### TASK PROMPT
Reproduce the stretch of the records below from the line containing "Check that every instance of the rocky mountain" through the line containing "column 23, row 612", including both of those lines, without changing a character.
= = = =
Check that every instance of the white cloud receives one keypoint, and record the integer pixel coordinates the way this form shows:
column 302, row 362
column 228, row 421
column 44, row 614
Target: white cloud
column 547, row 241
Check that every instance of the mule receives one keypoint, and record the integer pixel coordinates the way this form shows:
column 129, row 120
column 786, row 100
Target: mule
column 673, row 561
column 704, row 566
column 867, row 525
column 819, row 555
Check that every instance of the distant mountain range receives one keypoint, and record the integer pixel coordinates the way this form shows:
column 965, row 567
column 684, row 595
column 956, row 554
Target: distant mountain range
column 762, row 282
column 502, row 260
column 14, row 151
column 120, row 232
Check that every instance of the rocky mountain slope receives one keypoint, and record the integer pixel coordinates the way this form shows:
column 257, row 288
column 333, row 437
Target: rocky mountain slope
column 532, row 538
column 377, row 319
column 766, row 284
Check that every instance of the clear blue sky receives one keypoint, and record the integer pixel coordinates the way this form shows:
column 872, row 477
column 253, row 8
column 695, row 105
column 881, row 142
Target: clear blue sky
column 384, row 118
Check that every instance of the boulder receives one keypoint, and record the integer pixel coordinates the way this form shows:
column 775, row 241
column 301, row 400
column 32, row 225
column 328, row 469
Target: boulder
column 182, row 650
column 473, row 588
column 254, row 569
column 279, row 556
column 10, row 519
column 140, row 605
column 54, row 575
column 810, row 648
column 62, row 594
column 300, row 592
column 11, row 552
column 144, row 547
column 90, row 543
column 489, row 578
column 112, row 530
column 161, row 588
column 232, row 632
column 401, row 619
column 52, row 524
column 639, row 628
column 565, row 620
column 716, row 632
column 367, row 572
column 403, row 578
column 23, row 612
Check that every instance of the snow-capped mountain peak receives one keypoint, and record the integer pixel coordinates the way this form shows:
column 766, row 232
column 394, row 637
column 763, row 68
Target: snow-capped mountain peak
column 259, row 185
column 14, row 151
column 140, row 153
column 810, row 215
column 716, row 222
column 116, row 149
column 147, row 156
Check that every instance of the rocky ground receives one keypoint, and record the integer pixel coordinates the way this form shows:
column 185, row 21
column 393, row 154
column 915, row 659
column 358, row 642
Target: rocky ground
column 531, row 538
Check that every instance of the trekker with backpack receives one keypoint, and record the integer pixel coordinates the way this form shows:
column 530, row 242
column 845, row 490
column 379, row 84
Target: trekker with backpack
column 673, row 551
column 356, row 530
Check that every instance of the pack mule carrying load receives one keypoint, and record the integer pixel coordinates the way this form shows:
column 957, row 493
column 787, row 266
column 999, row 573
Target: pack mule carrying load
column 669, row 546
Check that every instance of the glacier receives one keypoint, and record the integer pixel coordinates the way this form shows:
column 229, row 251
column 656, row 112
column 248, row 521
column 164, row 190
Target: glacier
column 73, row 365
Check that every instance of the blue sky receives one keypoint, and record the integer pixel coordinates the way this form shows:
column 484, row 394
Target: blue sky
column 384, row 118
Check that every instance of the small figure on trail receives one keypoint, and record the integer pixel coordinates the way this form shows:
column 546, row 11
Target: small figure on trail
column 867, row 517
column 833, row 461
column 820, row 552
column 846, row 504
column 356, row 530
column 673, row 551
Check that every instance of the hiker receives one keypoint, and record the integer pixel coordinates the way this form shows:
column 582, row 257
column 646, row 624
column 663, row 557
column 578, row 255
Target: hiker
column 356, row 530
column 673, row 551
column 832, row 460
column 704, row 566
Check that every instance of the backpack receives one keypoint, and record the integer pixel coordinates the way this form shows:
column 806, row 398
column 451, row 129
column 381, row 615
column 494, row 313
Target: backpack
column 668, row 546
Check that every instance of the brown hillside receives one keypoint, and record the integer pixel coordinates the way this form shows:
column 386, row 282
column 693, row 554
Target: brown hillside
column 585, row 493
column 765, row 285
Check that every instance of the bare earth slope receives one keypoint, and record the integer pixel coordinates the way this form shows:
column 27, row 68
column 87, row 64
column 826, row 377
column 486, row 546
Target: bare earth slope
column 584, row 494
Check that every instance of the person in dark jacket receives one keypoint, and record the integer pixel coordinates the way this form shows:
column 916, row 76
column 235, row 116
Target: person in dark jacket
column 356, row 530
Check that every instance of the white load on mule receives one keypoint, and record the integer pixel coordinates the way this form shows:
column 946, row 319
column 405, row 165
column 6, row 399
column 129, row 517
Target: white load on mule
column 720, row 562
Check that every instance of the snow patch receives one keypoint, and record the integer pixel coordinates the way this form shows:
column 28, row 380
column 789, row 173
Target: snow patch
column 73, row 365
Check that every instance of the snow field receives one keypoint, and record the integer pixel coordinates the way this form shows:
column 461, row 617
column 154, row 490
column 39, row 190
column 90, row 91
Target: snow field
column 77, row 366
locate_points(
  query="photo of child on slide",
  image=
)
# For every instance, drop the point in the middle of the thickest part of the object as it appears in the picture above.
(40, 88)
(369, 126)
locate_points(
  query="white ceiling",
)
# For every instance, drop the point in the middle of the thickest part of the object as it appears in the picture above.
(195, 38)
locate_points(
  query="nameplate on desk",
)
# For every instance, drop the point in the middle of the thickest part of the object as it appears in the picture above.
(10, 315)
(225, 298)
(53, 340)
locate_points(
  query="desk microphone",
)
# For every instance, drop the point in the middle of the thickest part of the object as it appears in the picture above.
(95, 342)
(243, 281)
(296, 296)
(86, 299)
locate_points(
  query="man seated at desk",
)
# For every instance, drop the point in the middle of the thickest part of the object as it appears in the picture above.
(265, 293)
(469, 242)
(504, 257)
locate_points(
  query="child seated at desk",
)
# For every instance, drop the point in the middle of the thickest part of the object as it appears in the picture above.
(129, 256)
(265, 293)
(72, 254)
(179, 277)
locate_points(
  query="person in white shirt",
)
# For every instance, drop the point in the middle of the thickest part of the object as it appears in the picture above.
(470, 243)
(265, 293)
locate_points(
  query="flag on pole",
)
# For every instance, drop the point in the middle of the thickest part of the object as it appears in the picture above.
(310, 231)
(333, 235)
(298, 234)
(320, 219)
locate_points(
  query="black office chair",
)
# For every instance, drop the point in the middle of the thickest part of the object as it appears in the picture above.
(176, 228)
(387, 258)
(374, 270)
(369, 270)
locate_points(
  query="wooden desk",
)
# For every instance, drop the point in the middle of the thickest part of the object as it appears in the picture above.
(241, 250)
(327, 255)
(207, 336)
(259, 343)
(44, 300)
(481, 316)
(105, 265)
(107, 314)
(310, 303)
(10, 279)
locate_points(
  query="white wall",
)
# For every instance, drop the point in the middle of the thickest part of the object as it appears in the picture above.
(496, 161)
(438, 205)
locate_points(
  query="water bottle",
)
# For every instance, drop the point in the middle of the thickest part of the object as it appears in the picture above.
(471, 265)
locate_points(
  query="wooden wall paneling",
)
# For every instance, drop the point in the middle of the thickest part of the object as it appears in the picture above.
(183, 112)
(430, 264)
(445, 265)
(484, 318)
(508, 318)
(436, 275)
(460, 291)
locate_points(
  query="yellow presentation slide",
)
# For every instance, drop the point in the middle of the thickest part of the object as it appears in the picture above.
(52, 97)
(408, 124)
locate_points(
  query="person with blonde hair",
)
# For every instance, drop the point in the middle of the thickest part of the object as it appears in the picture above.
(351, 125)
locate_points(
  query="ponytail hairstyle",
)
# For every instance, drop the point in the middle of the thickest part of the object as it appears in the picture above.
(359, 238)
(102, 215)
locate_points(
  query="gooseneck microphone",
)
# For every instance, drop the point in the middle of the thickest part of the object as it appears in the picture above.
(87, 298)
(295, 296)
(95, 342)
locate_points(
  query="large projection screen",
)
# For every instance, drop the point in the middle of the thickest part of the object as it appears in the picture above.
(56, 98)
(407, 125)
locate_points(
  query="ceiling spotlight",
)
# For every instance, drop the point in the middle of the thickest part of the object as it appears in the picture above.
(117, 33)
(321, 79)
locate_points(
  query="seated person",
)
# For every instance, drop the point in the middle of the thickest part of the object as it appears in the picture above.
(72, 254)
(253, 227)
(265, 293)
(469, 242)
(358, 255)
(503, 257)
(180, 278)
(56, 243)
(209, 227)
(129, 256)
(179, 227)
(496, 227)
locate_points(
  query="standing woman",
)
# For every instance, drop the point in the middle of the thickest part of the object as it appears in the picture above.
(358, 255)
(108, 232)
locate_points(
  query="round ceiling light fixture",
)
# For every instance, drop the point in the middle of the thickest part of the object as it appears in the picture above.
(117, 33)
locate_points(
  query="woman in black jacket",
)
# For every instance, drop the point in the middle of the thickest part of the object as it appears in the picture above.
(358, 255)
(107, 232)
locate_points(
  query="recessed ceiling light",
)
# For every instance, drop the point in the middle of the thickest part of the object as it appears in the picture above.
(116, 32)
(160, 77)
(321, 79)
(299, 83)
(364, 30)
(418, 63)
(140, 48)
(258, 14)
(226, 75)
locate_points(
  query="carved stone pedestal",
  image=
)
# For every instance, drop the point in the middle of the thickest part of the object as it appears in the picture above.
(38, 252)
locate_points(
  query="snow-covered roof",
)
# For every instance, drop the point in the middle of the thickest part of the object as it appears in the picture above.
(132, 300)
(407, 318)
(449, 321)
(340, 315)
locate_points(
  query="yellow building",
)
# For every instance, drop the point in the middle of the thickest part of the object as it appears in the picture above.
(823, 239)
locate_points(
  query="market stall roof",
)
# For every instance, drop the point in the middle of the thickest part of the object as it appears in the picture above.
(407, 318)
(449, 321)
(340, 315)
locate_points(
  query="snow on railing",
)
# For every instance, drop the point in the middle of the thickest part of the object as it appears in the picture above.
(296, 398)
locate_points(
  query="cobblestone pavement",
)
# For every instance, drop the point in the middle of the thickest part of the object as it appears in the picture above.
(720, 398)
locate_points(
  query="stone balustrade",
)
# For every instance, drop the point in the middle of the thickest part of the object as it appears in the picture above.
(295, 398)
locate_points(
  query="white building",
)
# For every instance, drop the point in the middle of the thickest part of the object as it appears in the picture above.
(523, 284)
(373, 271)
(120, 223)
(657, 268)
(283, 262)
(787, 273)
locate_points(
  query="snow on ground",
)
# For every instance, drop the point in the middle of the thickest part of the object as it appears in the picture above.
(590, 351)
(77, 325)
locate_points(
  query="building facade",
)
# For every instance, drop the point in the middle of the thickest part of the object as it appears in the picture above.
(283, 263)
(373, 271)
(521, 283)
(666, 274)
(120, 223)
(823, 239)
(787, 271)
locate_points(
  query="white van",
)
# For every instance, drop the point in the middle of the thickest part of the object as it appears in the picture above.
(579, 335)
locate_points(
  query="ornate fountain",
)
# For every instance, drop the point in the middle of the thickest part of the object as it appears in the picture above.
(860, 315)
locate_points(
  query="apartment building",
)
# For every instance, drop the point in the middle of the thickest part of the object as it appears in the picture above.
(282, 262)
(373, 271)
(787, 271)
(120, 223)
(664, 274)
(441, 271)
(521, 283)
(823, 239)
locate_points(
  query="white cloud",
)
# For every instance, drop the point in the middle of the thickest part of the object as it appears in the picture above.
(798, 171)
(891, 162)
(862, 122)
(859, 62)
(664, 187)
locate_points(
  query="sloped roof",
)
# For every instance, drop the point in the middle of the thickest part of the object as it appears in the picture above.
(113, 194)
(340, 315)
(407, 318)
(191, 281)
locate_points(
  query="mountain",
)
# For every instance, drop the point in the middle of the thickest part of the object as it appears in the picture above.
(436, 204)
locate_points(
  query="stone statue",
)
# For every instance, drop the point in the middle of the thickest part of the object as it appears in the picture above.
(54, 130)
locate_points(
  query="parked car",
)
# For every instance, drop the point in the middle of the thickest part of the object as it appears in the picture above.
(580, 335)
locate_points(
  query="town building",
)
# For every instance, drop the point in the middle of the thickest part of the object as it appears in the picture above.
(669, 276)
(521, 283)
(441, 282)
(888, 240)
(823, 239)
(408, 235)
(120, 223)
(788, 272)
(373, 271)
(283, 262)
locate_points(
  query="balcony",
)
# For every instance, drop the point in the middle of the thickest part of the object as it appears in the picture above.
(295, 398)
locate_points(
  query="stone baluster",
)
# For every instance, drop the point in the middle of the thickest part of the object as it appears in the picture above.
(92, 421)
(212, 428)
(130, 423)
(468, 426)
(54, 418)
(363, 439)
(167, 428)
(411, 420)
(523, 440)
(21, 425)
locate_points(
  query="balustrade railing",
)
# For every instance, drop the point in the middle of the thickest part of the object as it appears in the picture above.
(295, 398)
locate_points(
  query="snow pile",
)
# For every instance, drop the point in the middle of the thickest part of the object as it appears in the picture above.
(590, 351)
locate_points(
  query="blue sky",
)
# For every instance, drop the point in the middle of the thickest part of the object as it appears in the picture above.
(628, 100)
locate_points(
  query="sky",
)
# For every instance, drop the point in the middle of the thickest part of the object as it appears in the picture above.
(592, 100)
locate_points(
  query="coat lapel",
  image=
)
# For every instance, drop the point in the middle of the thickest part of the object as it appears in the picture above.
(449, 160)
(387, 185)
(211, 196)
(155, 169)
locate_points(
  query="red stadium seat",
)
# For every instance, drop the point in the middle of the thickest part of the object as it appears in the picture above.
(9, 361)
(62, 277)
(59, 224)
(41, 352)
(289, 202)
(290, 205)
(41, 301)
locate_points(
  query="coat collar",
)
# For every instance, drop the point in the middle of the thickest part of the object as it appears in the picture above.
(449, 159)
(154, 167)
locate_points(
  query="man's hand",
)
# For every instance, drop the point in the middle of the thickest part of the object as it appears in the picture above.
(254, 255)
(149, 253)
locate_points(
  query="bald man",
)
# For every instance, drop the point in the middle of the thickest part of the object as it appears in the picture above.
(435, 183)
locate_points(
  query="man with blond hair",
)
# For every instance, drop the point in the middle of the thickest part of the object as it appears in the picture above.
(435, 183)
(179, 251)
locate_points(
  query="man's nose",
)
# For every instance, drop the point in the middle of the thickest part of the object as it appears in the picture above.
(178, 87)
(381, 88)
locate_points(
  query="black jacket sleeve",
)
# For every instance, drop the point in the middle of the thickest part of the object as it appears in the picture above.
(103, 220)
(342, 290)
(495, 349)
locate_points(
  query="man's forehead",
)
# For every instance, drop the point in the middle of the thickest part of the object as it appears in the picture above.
= = = =
### RESPONSE TO THIS EXERCISE
Check that every instance of the rocky mountain slope receives one keypoint, and record the integer pixel coordinates the way this form shows:
column 257, row 288
column 333, row 437
Target: rocky mountain slope
column 532, row 538
column 377, row 319
column 766, row 284
Check that every instance of the clear blue sky receives one keypoint, and record the integer pixel coordinates the way this form shows:
column 872, row 477
column 253, row 8
column 695, row 105
column 881, row 142
Target: clear blue sky
column 384, row 118
Check that every instance of the boulder receives one keypoint, and record the integer pixel coordinates the way this form shows:
column 775, row 241
column 301, row 400
column 32, row 225
column 328, row 469
Target: boulder
column 182, row 650
column 473, row 588
column 254, row 569
column 279, row 556
column 10, row 519
column 140, row 605
column 54, row 575
column 810, row 648
column 62, row 594
column 300, row 592
column 11, row 552
column 144, row 547
column 90, row 543
column 489, row 578
column 112, row 530
column 161, row 588
column 232, row 632
column 401, row 619
column 52, row 524
column 639, row 628
column 565, row 620
column 716, row 632
column 367, row 572
column 403, row 578
column 23, row 612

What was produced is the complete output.